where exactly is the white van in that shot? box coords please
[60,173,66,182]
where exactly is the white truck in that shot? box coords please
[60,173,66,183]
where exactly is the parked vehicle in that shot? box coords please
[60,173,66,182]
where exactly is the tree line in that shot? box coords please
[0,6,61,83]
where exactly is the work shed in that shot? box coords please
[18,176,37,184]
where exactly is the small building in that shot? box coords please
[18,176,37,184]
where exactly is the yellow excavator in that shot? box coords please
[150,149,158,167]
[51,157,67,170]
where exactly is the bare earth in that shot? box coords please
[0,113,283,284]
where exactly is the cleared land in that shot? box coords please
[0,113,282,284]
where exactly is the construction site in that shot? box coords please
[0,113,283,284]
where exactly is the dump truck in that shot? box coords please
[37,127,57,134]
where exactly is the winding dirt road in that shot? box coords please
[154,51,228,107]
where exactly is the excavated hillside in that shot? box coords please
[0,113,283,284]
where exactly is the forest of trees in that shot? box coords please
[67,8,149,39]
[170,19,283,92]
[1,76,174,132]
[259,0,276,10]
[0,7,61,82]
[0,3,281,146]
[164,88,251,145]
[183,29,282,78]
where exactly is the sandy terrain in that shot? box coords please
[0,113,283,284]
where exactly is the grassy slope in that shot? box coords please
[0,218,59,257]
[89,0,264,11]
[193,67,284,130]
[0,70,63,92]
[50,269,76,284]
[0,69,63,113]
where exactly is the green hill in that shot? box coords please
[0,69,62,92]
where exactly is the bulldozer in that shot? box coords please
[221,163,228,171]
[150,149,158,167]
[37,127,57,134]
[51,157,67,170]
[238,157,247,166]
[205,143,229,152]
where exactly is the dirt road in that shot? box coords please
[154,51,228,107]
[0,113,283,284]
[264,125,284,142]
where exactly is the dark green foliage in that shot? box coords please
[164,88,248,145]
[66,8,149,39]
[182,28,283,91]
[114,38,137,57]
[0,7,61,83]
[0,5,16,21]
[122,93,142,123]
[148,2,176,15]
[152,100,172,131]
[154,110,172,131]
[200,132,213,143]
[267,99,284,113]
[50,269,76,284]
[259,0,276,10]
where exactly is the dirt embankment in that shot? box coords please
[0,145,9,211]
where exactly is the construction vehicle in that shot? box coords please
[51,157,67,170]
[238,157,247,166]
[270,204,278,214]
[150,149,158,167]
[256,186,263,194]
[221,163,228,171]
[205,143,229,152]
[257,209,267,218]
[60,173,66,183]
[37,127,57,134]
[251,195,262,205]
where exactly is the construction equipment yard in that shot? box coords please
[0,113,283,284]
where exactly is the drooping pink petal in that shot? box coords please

## Exercise
What you return must match the entries exactly, word for word.

## Response box
where exactly is the white van in that shot? box coords please
[60,173,66,182]
where exactly is the white truck in that shot? box coords please
[60,173,66,183]
where exactly is the parked vehicle in that shot? box coords please
[60,173,66,182]
where exactly is the tree line in that shot? box coords please
[0,6,61,83]
where exactly is the work shed in that shot? box coords please
[18,176,37,184]
where exactly is the small building in that shot? box coords please
[18,176,37,184]
where exactly is the yellow excavator in that shot? box coords please
[150,149,158,167]
[51,157,67,170]
where exactly is the bare earth in that shot? box coords please
[0,113,283,284]
where exactly is the cleared land in that shot? box coords please
[0,113,282,284]
where exactly is the construction site in that shot? box coords please
[0,113,283,284]
where exactly is the dump truck in that shot? box coords please
[37,127,57,134]
where exactly is the winding dirt road in that shot? box coords please
[154,51,228,107]
where exactly is the excavated hillside in that shot? box coords please
[0,113,283,284]
where exactly is the forest of trees in that shot? box coords please
[67,8,149,39]
[170,19,283,92]
[1,76,174,132]
[259,0,276,10]
[0,7,61,82]
[0,3,281,146]
[164,88,251,145]
[183,29,282,78]
where exactly is the sandy terrain in that shot? box coords please
[0,113,283,284]
where exactly is the grassy slope in that shot? box coords please
[0,218,59,257]
[89,0,264,11]
[193,67,284,130]
[0,70,63,92]
[50,269,76,284]
[0,69,63,113]
where exactly is the green hill in that shot? box coords please
[0,69,62,92]
where exactly is the bulldozer in that shot? box coords please
[221,163,228,171]
[150,149,158,167]
[37,127,57,134]
[51,157,67,170]
[238,157,247,166]
[205,143,229,152]
where exactly is the dirt road in that shot? box coords please
[154,51,228,107]
[0,113,283,284]
[264,125,284,142]
where exactly is the dark green foliage in that shot? box coords please
[164,88,248,145]
[66,8,149,39]
[182,28,283,91]
[114,38,137,57]
[0,7,61,83]
[0,5,16,21]
[122,93,142,123]
[148,2,176,15]
[152,100,172,131]
[154,110,172,131]
[200,132,213,143]
[267,99,284,113]
[50,269,76,284]
[259,0,276,10]
where exactly is the dirt embankment in that shot? box coords please
[0,145,9,211]
where exactly is the construction vehicle in that shot? box coords please
[51,157,67,170]
[238,157,247,166]
[270,204,278,214]
[150,149,158,167]
[256,186,263,194]
[221,163,228,171]
[205,143,229,152]
[257,209,267,218]
[60,173,66,183]
[37,127,57,134]
[251,195,262,205]
where exactly is the construction equipment yard in that shot? box coords please
[0,113,283,284]
where exactly is the drooping pink petal in that shot? box coords please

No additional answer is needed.